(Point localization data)
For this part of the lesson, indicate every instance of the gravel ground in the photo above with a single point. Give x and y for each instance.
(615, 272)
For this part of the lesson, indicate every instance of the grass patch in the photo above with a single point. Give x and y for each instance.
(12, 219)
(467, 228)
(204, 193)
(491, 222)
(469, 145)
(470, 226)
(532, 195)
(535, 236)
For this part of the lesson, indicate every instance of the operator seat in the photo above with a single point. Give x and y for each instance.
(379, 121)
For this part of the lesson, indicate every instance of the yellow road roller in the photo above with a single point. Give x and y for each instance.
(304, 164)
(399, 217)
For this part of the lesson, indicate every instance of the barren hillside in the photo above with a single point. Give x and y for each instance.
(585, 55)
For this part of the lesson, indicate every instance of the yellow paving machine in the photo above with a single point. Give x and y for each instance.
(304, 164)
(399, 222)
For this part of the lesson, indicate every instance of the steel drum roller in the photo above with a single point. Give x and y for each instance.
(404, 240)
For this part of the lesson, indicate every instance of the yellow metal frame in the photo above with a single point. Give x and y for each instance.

# What needs to be done:
Write out, exactly as shown, only the lines running from the one that contains "of the steel" to the last line above.

# Reply:
For this part of the lesson, indicate every instance of the steel drum roller in the photo above with a single point. Give x and y for each instance.
(404, 240)
For this part of the lesson, indicate every instance of the yellow metal frame in the photo above with a single point. Give x and y for each instance.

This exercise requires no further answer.